(Natural-language object grounding data)
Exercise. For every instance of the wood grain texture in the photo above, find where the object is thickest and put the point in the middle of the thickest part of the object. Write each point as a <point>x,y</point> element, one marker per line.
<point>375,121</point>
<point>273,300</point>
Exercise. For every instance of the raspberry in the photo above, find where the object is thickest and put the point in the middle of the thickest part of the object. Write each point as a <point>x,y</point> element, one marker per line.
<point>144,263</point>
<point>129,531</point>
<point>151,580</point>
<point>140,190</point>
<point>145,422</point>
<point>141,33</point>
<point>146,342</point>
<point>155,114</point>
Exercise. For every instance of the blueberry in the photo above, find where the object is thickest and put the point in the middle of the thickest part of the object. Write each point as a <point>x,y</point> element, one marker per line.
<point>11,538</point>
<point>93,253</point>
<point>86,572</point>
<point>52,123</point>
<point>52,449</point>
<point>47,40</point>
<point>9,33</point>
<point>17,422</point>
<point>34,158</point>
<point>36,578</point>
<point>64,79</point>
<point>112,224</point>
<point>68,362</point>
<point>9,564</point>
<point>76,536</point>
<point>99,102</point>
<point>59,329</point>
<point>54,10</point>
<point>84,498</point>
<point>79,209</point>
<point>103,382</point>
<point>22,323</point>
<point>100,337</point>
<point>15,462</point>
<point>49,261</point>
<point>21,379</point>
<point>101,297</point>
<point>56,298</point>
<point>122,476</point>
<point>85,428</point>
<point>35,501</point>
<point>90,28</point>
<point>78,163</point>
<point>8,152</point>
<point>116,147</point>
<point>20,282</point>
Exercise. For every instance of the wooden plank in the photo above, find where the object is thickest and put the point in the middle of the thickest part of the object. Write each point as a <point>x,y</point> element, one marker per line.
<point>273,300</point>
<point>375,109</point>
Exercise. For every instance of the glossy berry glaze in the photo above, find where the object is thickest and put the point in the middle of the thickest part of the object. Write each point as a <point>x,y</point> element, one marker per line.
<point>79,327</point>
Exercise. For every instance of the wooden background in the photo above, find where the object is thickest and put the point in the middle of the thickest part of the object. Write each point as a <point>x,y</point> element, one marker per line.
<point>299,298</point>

> _What you should do_
Please return the records above exactly as they are written.

> _Answer_
Exercise. For every instance of the wood grain texture in the photo above, find where the object is thickest and put the point in the middle of the thickest part of the object. Write each point as a <point>x,y</point> element, one marker per line.
<point>375,121</point>
<point>273,300</point>
Exercise. For every instance of the raspberry in the photo above, find where the object is thickest and put the point in the middle of the thickest part of the object. Write each point as a <point>x,y</point> element, one marker per line.
<point>144,263</point>
<point>129,531</point>
<point>151,580</point>
<point>140,190</point>
<point>145,422</point>
<point>141,33</point>
<point>146,342</point>
<point>155,114</point>
Exercise. For every instance of the blueberry in the photo above, find where the object is thickest and put the point in the middle of the thickest part of the object. Write each point as a <point>x,y</point> element, one marker per line.
<point>11,538</point>
<point>93,253</point>
<point>86,572</point>
<point>52,123</point>
<point>52,449</point>
<point>47,40</point>
<point>9,33</point>
<point>17,422</point>
<point>34,158</point>
<point>36,578</point>
<point>64,79</point>
<point>112,224</point>
<point>68,362</point>
<point>9,564</point>
<point>76,536</point>
<point>99,102</point>
<point>59,329</point>
<point>54,10</point>
<point>84,498</point>
<point>79,209</point>
<point>103,382</point>
<point>22,323</point>
<point>100,337</point>
<point>15,462</point>
<point>49,261</point>
<point>21,379</point>
<point>101,297</point>
<point>56,298</point>
<point>122,476</point>
<point>85,428</point>
<point>35,501</point>
<point>90,28</point>
<point>78,163</point>
<point>8,152</point>
<point>116,147</point>
<point>20,282</point>
Exercise. For every instance of the wooden plank in the photo above, find where the object is thickest and put the point in the middle of the thickest part of the object. Write each point as a <point>x,y</point> element, one marker per line.
<point>273,300</point>
<point>375,109</point>
Exercise. For every instance of the glossy berry glaze in the photo above, find where the object is thickest and put the point in the middle of the thickest part of the object. Write each point as a <point>x,y</point> element, one marker per line.
<point>79,327</point>
Exercise. For every instance of the wooden background in the photo above, find where the object is thickest and put the point in the middle of the thickest part of the object. Write each point as a <point>x,y</point> element, one marker per line.
<point>299,298</point>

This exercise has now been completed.